Required work →
Reproduce all of the following material word for word, keeping every line unchanged.

..........

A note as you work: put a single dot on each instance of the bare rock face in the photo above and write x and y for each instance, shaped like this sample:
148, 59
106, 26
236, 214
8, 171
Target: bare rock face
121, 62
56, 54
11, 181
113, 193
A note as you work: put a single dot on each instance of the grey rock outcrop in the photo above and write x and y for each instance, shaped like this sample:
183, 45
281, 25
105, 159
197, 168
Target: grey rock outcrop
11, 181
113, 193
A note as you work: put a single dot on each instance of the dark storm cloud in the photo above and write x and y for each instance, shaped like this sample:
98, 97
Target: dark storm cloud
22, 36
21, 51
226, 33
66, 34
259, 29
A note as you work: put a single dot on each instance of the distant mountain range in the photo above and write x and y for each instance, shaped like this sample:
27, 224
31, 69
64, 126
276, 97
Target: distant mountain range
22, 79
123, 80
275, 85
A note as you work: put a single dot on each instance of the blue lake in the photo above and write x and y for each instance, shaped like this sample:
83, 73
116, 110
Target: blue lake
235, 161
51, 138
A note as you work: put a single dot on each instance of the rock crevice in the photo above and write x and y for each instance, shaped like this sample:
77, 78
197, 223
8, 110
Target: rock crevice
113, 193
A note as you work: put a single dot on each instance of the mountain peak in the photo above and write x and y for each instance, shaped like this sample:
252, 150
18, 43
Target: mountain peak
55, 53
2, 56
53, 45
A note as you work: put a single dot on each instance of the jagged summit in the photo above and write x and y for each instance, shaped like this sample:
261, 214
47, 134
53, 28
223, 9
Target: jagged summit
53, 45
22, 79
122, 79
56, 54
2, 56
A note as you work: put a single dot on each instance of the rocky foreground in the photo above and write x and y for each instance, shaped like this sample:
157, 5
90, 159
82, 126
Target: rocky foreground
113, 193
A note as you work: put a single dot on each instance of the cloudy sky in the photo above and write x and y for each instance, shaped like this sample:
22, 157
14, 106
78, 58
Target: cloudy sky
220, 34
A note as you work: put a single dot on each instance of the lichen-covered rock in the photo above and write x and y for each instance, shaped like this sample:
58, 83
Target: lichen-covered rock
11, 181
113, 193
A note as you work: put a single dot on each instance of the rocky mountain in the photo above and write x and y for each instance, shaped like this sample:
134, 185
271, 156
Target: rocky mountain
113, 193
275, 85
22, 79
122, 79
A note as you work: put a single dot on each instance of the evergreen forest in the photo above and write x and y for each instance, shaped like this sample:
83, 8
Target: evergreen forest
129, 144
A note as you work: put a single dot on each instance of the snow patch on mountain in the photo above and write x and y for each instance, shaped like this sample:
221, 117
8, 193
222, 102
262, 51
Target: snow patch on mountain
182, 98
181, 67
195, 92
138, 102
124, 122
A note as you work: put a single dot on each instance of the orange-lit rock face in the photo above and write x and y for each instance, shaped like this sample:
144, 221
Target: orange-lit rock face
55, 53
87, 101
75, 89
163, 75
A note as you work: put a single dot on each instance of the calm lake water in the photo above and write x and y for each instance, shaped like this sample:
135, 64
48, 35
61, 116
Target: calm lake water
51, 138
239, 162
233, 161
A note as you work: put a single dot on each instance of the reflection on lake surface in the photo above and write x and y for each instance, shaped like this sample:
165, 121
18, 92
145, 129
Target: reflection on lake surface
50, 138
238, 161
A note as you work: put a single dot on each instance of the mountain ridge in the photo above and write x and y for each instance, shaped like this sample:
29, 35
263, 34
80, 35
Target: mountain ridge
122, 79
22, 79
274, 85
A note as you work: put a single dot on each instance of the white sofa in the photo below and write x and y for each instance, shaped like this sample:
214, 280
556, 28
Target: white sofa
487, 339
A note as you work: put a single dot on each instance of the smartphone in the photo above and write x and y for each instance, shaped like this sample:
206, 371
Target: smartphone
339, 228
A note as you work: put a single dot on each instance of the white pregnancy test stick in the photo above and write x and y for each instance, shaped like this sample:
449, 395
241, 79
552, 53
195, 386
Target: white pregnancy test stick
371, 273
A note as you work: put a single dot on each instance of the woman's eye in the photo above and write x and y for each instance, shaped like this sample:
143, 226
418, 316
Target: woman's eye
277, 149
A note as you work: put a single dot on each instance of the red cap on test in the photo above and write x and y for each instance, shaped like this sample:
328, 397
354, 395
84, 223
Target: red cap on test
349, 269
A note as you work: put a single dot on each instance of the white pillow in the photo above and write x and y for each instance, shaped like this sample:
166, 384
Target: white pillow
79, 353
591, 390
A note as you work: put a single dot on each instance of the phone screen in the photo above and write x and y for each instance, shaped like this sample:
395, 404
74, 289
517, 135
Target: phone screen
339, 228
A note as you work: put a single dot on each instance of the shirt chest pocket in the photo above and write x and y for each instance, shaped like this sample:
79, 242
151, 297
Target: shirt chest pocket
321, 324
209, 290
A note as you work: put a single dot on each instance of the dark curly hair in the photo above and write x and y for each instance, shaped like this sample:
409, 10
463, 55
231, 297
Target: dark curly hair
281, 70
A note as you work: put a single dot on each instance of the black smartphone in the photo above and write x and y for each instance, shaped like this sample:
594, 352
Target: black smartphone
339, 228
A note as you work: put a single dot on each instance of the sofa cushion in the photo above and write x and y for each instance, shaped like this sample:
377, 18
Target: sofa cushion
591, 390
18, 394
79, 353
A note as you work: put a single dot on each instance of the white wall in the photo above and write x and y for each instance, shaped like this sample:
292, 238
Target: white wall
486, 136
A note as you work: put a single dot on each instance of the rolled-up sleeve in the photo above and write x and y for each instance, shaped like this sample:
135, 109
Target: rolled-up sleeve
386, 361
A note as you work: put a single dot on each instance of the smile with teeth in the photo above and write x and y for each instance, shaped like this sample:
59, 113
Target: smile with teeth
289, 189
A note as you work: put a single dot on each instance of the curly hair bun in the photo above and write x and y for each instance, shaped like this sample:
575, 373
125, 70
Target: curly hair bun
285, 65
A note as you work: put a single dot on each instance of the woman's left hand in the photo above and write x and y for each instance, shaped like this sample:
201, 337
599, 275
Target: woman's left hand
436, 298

..........

Answer to this problem →
A note as you work: put a single dot on each instance of the bare rock face in the photo above and write x and y for each instance, shaped like this sample:
148, 59
106, 26
236, 214
8, 171
Target: bare rock face
121, 62
56, 54
11, 181
113, 193
A note as you work: put a single dot on each instance of the grey rock outcrop in the photo above and write x and y for each instance, shaped like this sample:
183, 45
281, 25
105, 159
197, 168
Target: grey rock outcrop
11, 181
113, 193
A note as you work: put a single dot on each instance of the dark storm cloud in the photo above and write x and y for each instance, shaped like this sample:
98, 97
Target: dark storm cloud
22, 36
21, 51
226, 33
66, 34
259, 29
A note as you work: put a single dot on each instance of the distant mountain range in the photo above and write x and y for each instance, shaped like this sample:
27, 224
31, 69
64, 126
276, 97
Target: distant mountain range
22, 79
123, 80
275, 85
A note as you work: put a single dot on each instance of the blue lake in the photo above and write x and y for each instance, shaped like this sample:
83, 73
116, 110
Target: blue lake
235, 161
51, 138
A note as you work: put a single dot on each instance of the rock crevice in the photo above and write x and y for each instance, shaped like this sample:
77, 78
197, 223
8, 110
Target: rock crevice
113, 193
A note as you work: put a single dot on each instance of the mountain peak in the photo above and write x and y for each instance, shaped like this sample:
252, 150
18, 43
Target: mountain peak
55, 53
2, 56
53, 45
A note as you work: put a single dot on each instance of the jagged summit in the photo above and write x and y for each instance, shaped like this sample:
261, 214
47, 134
53, 28
223, 9
Target: jagged summit
53, 45
22, 79
122, 79
56, 54
2, 56
A note as you work: put a single dot on each instance of the rocky foreground in the photo above and write x and y for each instance, shaped like this sample:
157, 5
90, 159
82, 126
Target: rocky foreground
113, 193
A note as you work: put a single dot on each instance of the cloudy sky in the photo above and write x and y for each instance, shaped like this sample:
22, 157
14, 106
78, 58
Target: cloudy sky
220, 34
A note as you work: put a single dot on each instance of the lichen-covered rock in the photo above and write x and y for each instance, shaped like this sample:
58, 83
Target: lichen-covered rock
11, 181
113, 193
A note as you work: put a single dot on each instance of the rocky mountain in the photo above and write x and y for each instance, shaped like this sample:
134, 185
271, 156
Target: rocky mountain
113, 193
275, 85
22, 79
122, 79
A note as you work: put a single dot on each instance of the evergreen forest in the photo above and write x and y for each instance, shaped like this sample:
83, 8
Target: evergreen forest
129, 144
A note as you work: put a single dot on each instance of the snow patch on mountain in the photo above and write x and y for each instance, shaped like this sample:
221, 117
8, 193
222, 102
262, 51
Target: snow patch on mountain
182, 98
181, 67
195, 92
138, 102
124, 122
A note as you work: put a single dot on each instance of the orange-lit rock face in the photo above and write x and y for each instance, shaped like this sample:
144, 221
Target: orange-lit rock face
55, 53
87, 101
75, 89
163, 75
A note as you work: put a single dot on each instance of the calm lake water in the photo above and write x and y for each instance, shaped like this sample:
135, 64
48, 35
61, 116
Target: calm lake water
51, 138
239, 162
233, 161
A note as you work: put a single dot on each instance of the reflection on lake surface in the photo above and write x and y for each instance, shaped like this sample:
165, 121
18, 92
145, 129
Target: reflection on lake surface
50, 138
238, 161
A note as you work: put a single dot on each instance of the mountain ridge in the photo above and write x and y for each instance, shaped like this sample:
29, 35
263, 34
80, 35
Target: mountain ridge
122, 79
22, 79
274, 85
A note as you work: put a single dot on each instance of the white sofa in the photo below and write x and y for each instance, shaped like this sample:
214, 280
556, 28
Target: white sofa
487, 339
A note as you work: put a single dot on each instance of the smartphone in the photo above and write x and y for each instance, shaped like this sample:
206, 371
Target: smartphone
339, 228
A note as you work: put a single dot on each instance of the white pregnancy test stick in the photo above and write x and y for each instance, shaped like this sample:
449, 395
241, 79
552, 53
195, 386
Target: white pregnancy test stick
371, 273
A note as you work: put a single dot on each instance of the woman's eye in the photo above and write x and y for each instance, shaped like this sample:
143, 226
418, 316
Target: woman's eye
277, 149
A note as you work: put a single dot on each instance of the red cap on test in the photo above and write x and y for each instance, shaped like this sample:
328, 397
354, 395
84, 223
Target: red cap on test
349, 269
A note as you work: put a single dot on each instance of the white pillow in the photo above and write x and y for each instance, shaped like this sample:
166, 384
Target: white pillow
79, 353
591, 390
A note as you work: put a single dot on each instance of the phone screen in the photo above and write x and y for each instance, shaped like this sample:
395, 404
74, 289
517, 135
Target: phone screen
339, 228
A note as you work: put a single dot on each instance of the shirt chest pocket in the photo above and write x and y for each instance, shaped like this sample:
79, 242
151, 297
Target: shirt chest pocket
321, 324
209, 290
A note as you work: put a single dot on each instance of the dark curly hair in the photo above and write x and y for each instance, shaped like this sample:
409, 10
463, 55
231, 297
Target: dark curly hair
281, 70
A note as you work: put a single dot on each instance of the black smartphone in the photo above and write x and y for each instance, shaped like this sample:
594, 352
Target: black smartphone
339, 228
A note as you work: put a single dot on each instance of the sofa cushion in the photo above and write x and y for each instance, shaped like this sample:
377, 18
Target: sofa cushion
591, 390
18, 394
79, 353
A note as you work: put a single dot on each instance of the white wall in the photo above and write x and y for each instance, shaped like this sample:
292, 238
Target: white wall
486, 136
A note as you work: put a single dot on each instance of the rolled-up sleeve in the photo above and write x and y for each instance, shaped like this sample:
135, 109
Target: rolled-up sleeve
386, 361
A note as you work: put a single dot on each instance of the smile with teeth in the photo above and write x and y for each instance, shaped like this sample:
59, 113
Target: smile with teeth
289, 189
A note as you work: put a single dot on each instance of the curly hair bun in the photo above and write x and y for each instance, shaped like this sample:
575, 373
125, 70
Target: curly hair bun
285, 65
A note as you work: put a single dot on each instance of the woman's left hand in the photo above and write x and y for each instance, shaped like this sample:
201, 337
599, 275
Target: woman's left hand
436, 298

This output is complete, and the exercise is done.